*EXTRACTED MATERIAL*.
* * * * * * *

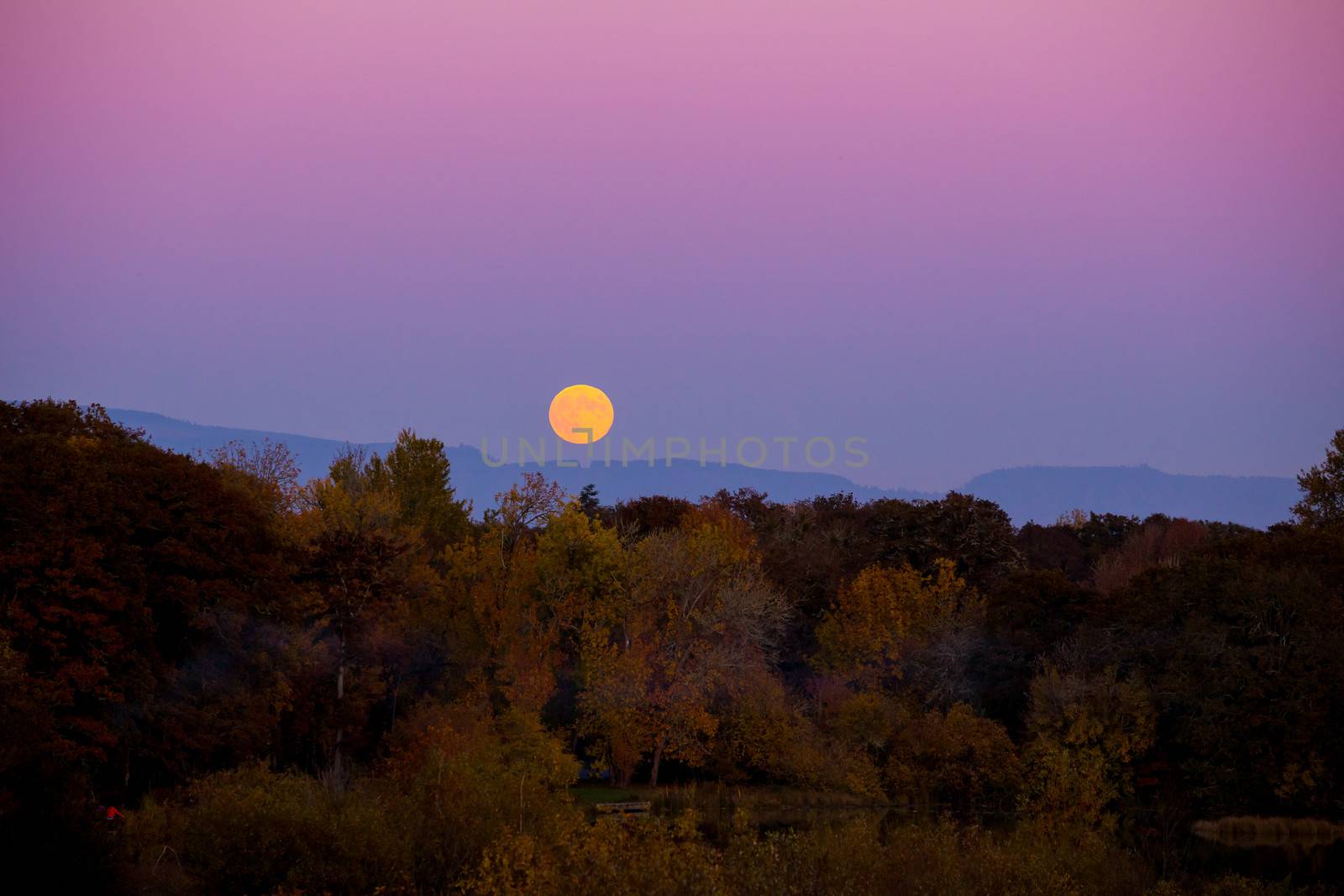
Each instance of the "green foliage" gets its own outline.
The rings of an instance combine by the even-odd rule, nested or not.
[[[1086,825],[1114,826],[1133,793],[1134,762],[1153,744],[1146,688],[1114,668],[1087,676],[1047,664],[1031,682],[1025,747],[1028,807]]]
[[[1133,892],[1126,818],[1339,811],[1341,439],[1270,532],[535,473],[473,524],[409,430],[297,488],[284,446],[0,404],[0,838],[155,892]],[[581,763],[1039,822],[722,848],[586,823]]]
[[[1325,450],[1325,459],[1297,477],[1302,500],[1293,516],[1302,525],[1325,527],[1344,523],[1344,430],[1337,430]]]

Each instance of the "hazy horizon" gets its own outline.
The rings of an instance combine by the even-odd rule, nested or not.
[[[359,442],[1292,476],[1344,419],[1344,5],[0,11],[0,394]]]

* * * * * * *

*GIVEN REQUEST*.
Rewrite every entry above, substituting "nonzero winding rule" for each occurrence of "even-odd rule" and keeping everything else the same. Do not include the pictures in your answer.

*REPLY*.
Each instance of the "green foliage" gets its own outline.
The rings of an instance combine by the nonzero winding rule, nested or not.
[[[1086,825],[1114,826],[1133,793],[1134,762],[1153,744],[1146,688],[1114,668],[1087,676],[1047,664],[1031,682],[1025,747],[1028,807]]]
[[[1133,892],[1126,818],[1339,811],[1341,439],[1270,532],[535,473],[473,524],[409,430],[297,488],[284,446],[0,404],[0,838],[155,892]],[[581,763],[1039,822],[722,848],[586,823]]]
[[[1325,450],[1325,459],[1297,477],[1302,500],[1293,516],[1302,525],[1325,527],[1344,523],[1344,430],[1337,430]]]

Each instance of the "hazy horizon" gets its own outline.
The rings of an instance combine by the nonzero winding rule, nested or not.
[[[359,442],[1292,476],[1344,419],[1344,5],[0,11],[0,394]]]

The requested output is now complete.